Collection entries:
* * * * *

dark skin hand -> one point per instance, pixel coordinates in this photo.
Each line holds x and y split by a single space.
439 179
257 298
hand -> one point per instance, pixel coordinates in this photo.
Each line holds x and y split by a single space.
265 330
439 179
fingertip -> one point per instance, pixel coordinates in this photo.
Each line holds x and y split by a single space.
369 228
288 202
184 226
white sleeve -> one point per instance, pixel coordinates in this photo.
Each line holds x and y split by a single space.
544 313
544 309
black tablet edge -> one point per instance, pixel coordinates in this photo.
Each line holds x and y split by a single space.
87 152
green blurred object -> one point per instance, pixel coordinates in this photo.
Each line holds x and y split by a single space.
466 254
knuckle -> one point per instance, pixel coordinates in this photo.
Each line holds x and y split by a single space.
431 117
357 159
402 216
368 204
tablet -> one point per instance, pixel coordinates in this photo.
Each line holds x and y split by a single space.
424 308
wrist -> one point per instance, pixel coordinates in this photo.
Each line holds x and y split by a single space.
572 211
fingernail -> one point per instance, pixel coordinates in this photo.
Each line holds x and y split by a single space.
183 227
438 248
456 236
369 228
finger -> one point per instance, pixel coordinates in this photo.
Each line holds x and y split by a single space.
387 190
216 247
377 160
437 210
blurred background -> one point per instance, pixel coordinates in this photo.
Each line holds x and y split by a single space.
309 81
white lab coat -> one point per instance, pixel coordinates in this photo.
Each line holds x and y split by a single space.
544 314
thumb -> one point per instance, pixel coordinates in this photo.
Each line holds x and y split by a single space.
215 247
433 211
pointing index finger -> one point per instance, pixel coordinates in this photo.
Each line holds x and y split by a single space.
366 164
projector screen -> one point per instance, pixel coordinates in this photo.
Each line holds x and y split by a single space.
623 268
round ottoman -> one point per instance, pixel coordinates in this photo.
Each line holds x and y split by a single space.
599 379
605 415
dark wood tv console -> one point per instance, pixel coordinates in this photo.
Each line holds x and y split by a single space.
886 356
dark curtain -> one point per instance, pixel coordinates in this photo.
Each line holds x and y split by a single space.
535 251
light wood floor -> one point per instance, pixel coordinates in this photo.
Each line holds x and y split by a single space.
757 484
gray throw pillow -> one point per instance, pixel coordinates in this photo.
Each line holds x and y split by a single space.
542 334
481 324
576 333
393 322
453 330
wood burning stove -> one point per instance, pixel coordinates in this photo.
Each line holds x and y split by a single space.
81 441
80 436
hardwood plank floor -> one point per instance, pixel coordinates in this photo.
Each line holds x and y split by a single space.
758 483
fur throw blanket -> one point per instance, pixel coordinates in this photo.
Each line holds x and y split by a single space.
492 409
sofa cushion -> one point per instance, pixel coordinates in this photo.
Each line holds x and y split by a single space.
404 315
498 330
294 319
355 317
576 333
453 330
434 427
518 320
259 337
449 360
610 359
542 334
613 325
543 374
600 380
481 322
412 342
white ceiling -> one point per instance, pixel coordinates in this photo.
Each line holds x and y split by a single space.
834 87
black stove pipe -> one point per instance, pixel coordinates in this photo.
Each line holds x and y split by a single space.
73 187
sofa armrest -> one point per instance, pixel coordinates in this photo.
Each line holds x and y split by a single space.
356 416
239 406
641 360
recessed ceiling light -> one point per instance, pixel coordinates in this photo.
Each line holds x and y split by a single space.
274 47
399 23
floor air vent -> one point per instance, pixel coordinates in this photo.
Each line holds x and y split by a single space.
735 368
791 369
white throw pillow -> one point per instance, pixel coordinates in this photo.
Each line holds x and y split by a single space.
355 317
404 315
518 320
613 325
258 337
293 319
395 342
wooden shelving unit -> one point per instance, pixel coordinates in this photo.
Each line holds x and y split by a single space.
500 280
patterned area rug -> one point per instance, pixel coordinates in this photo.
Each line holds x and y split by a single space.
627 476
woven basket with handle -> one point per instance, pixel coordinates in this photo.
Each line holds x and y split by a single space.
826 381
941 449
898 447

* * * * *

What you are asked to do
Look through the entries above, find each line containing "stove", and copy it.

Expected output
wood burning stove -> one point per instance, pixel coordinates in this photo.
black stove pipe -> one point per instance, pixel coordinates in this photo.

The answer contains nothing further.